(Box annotations for photos)

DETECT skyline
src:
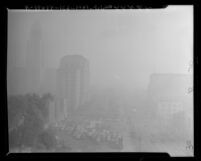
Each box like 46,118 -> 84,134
8,6 -> 193,88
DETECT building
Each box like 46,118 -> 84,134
25,21 -> 44,93
56,55 -> 89,119
147,73 -> 193,138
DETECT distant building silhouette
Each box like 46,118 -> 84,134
25,21 -> 44,93
147,73 -> 193,139
56,55 -> 89,119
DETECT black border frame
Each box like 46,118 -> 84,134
0,0 -> 201,160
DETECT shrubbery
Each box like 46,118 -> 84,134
8,94 -> 53,148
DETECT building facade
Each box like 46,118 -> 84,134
56,55 -> 89,119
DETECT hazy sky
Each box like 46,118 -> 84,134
8,6 -> 193,88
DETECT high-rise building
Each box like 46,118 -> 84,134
25,21 -> 44,93
56,55 -> 89,119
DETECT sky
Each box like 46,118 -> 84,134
8,5 -> 193,88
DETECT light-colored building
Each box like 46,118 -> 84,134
56,55 -> 89,119
147,74 -> 193,137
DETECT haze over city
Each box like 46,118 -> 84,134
7,5 -> 193,156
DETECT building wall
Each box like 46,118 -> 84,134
57,56 -> 89,119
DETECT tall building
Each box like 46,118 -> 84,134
56,55 -> 89,119
25,21 -> 44,93
146,74 -> 193,138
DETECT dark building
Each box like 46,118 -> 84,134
56,55 -> 89,119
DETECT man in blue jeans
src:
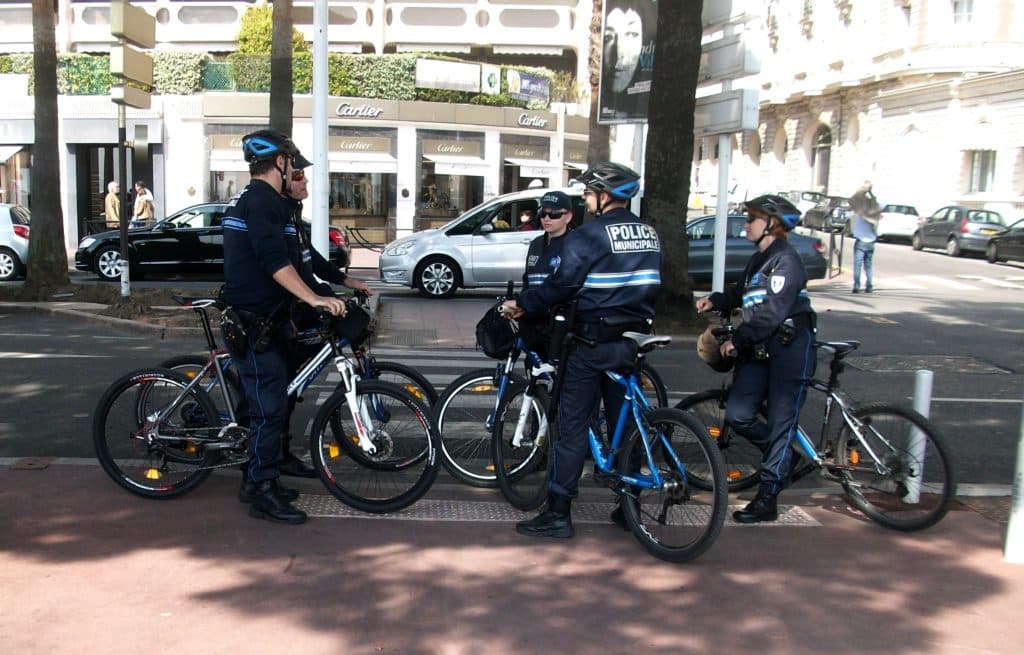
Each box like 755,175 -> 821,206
850,182 -> 881,294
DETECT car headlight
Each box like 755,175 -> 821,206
384,238 -> 416,257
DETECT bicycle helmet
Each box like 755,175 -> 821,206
743,193 -> 800,231
575,162 -> 640,201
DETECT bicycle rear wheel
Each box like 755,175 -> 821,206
490,383 -> 556,512
676,389 -> 763,491
309,380 -> 440,514
92,368 -> 220,498
617,409 -> 729,562
836,403 -> 956,531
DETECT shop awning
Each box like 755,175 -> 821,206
423,155 -> 488,177
328,152 -> 398,173
505,157 -> 559,177
0,145 -> 24,164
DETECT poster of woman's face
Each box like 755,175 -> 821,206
599,0 -> 657,123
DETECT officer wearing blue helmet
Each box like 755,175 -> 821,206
220,130 -> 345,523
696,194 -> 815,523
505,162 -> 662,538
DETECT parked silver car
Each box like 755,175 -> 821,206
380,186 -> 585,298
0,204 -> 32,281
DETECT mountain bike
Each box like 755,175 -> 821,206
92,299 -> 440,513
492,323 -> 728,562
676,316 -> 956,531
433,299 -> 669,488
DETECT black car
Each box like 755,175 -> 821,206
801,195 -> 852,232
686,214 -> 828,282
985,218 -> 1024,264
75,203 -> 348,280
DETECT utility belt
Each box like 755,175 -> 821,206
574,314 -> 654,343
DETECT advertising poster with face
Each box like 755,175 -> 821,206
598,0 -> 657,123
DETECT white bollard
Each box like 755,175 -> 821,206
903,369 -> 935,504
1002,388 -> 1024,564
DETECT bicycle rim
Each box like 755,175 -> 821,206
618,409 -> 729,562
490,387 -> 555,512
92,368 -> 219,498
836,403 -> 956,531
310,381 -> 439,514
434,368 -> 522,488
676,389 -> 762,491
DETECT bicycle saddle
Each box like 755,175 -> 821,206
814,339 -> 860,359
623,332 -> 672,352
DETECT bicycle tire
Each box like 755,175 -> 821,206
92,368 -> 220,498
490,384 -> 557,512
309,380 -> 440,514
676,389 -> 763,491
617,408 -> 729,562
433,368 -> 524,489
836,402 -> 956,532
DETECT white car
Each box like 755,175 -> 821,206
380,185 -> 585,298
874,205 -> 921,242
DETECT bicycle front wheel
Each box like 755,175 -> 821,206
617,409 -> 729,562
836,403 -> 956,532
490,383 -> 555,512
433,368 -> 522,488
676,389 -> 763,491
309,380 -> 440,514
92,368 -> 220,498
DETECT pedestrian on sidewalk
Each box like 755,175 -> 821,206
850,181 -> 882,294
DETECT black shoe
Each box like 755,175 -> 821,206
515,510 -> 574,539
609,504 -> 630,530
278,452 -> 316,478
239,476 -> 299,505
732,489 -> 778,523
249,480 -> 306,525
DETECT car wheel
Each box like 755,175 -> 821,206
95,246 -> 121,282
985,244 -> 999,264
416,257 -> 460,298
946,236 -> 961,257
0,248 -> 22,282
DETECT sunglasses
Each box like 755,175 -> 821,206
538,210 -> 568,218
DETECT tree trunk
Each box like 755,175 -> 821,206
587,0 -> 610,166
643,0 -> 703,330
270,0 -> 293,136
26,0 -> 69,292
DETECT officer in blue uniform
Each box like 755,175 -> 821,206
696,195 -> 815,523
505,162 -> 662,538
221,130 -> 345,523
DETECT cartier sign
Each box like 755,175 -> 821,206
334,102 -> 384,119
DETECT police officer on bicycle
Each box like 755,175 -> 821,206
221,130 -> 345,523
696,194 -> 815,523
505,162 -> 662,538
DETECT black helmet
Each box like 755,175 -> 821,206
242,130 -> 310,168
743,193 -> 800,231
575,162 -> 640,201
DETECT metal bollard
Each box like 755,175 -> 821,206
903,368 -> 935,504
1002,388 -> 1024,564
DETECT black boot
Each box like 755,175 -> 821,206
732,487 -> 778,523
278,445 -> 316,478
249,480 -> 306,524
239,475 -> 299,505
515,495 -> 574,539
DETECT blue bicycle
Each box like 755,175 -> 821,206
492,332 -> 728,562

- PROBLEM REQUIREMENTS: Each record above should come back exactly the same, only without its pictures.

- IN RESPONSE:
DETECT skyline
src:
Each box like 46,118 -> 84,134
8,6 -> 193,88
DETECT building
Each box like 46,118 -> 84,134
25,21 -> 44,93
56,55 -> 89,119
147,73 -> 193,138
DETECT distant building silhouette
Each box like 46,118 -> 84,134
25,21 -> 44,93
147,73 -> 193,139
56,55 -> 89,119
DETECT black border frame
Each box like 46,118 -> 84,134
0,0 -> 201,160
DETECT shrubbery
Each box like 46,118 -> 84,134
8,94 -> 53,148
DETECT building facade
Each box like 46,118 -> 84,134
56,55 -> 89,119
DETECT hazy sky
Each box like 46,118 -> 84,134
8,6 -> 193,88
DETECT high-rise building
Each box like 46,118 -> 84,134
25,21 -> 44,93
56,55 -> 89,119
DETECT sky
Each box like 46,118 -> 84,134
8,5 -> 193,88
DETECT light-colored building
Each box like 46,118 -> 84,134
56,55 -> 89,119
147,74 -> 193,137
DETECT haze over city
Each box like 46,118 -> 84,134
7,5 -> 193,156
DETECT building wall
Each box like 46,118 -> 84,134
57,56 -> 89,119
DETECT tall building
Each box like 46,118 -> 84,134
56,55 -> 89,119
25,21 -> 44,93
146,74 -> 193,138
DETECT dark building
Each box like 46,118 -> 84,134
56,55 -> 89,119
DETECT man in blue jeans
src:
Each box like 755,175 -> 821,206
850,182 -> 881,294
DETECT car headlight
Each box like 755,175 -> 821,206
384,238 -> 416,257
DETECT bicycle helmet
Each box like 755,175 -> 821,206
743,193 -> 800,231
575,162 -> 640,201
DETECT bicycle rear wheel
Each box like 755,175 -> 821,206
490,383 -> 556,512
676,389 -> 763,491
309,380 -> 440,514
92,368 -> 220,498
617,409 -> 729,562
836,403 -> 956,531
DETECT shop awning
Each box like 755,175 -> 821,206
423,155 -> 488,177
328,152 -> 398,173
505,157 -> 559,177
0,145 -> 24,164
DETECT poster of woman's face
Each box like 755,175 -> 821,206
599,0 -> 657,123
DETECT officer wearing blue helmet
Each box like 755,175 -> 821,206
220,130 -> 345,523
696,194 -> 815,523
505,162 -> 662,538
DETECT parked silver car
Each box like 755,175 -> 821,206
380,186 -> 585,298
0,204 -> 32,281
DETECT mountain bike
Each box like 755,175 -> 821,206
92,299 -> 440,513
492,323 -> 728,562
676,316 -> 956,531
433,299 -> 669,488
DETECT black car
Each box like 755,175 -> 821,206
801,195 -> 852,232
686,214 -> 828,282
985,218 -> 1024,264
75,203 -> 348,280
DETECT utility belt
Each box like 755,175 -> 821,206
574,314 -> 654,343
DETECT advertising poster with face
Each box like 755,175 -> 821,206
598,0 -> 657,123
DETECT white bollard
Each box like 755,175 -> 821,206
903,369 -> 935,504
1002,388 -> 1024,564
DETECT bicycle rim
Each box like 755,175 -> 821,206
618,409 -> 729,562
490,387 -> 555,512
92,368 -> 219,498
836,403 -> 956,531
310,381 -> 439,514
434,368 -> 522,488
676,389 -> 762,491
DETECT bicycle saddle
Each box like 755,175 -> 821,206
814,339 -> 860,359
623,332 -> 672,352
DETECT bicycle tire
Each box like 755,175 -> 821,206
92,368 -> 220,498
490,384 -> 557,512
309,380 -> 440,514
676,389 -> 763,491
617,408 -> 729,562
433,368 -> 524,489
836,402 -> 956,532
DETECT white car
Each box like 755,175 -> 821,206
380,185 -> 585,298
874,205 -> 921,242
DETECT bicycle front wheel
Each box like 755,175 -> 821,206
617,409 -> 729,562
836,403 -> 956,532
490,383 -> 555,512
433,368 -> 522,488
676,389 -> 763,491
309,380 -> 440,514
92,368 -> 220,498
DETECT pedestrian on sidewalk
Each box like 755,175 -> 821,206
850,181 -> 882,294
DETECT black shoe
Each box like 755,175 -> 821,206
515,510 -> 574,539
609,504 -> 630,530
278,452 -> 316,478
239,476 -> 299,505
732,489 -> 778,523
249,480 -> 306,525
DETECT car wheel
Each box like 755,175 -> 821,206
95,246 -> 121,282
985,244 -> 999,264
416,257 -> 460,298
946,236 -> 961,257
0,248 -> 22,282
DETECT sunglasses
Each box like 755,175 -> 821,206
538,210 -> 568,218
DETECT tree trunk
Each box like 755,175 -> 821,206
587,0 -> 610,166
643,0 -> 703,330
270,0 -> 293,136
26,0 -> 69,292
DETECT officer in blue uniform
Each box like 755,175 -> 821,206
696,195 -> 815,523
505,162 -> 662,538
221,130 -> 345,523
DETECT cartier sign
Each box like 755,175 -> 821,206
334,102 -> 384,119
DETECT police officer on bicycle
Each box like 755,175 -> 821,206
221,130 -> 345,523
696,194 -> 815,523
505,162 -> 662,538
DETECT black helmet
Each box like 755,175 -> 821,206
242,130 -> 310,168
743,193 -> 800,231
575,162 -> 640,201
DETECT metal bollard
Each box like 755,175 -> 821,206
903,368 -> 935,504
1002,388 -> 1024,564
DETECT black boot
Each box like 755,175 -> 821,206
732,487 -> 778,523
278,445 -> 316,478
249,480 -> 306,524
239,475 -> 299,505
515,495 -> 574,539
DETECT blue bicycle
Each box like 755,175 -> 821,206
492,332 -> 728,562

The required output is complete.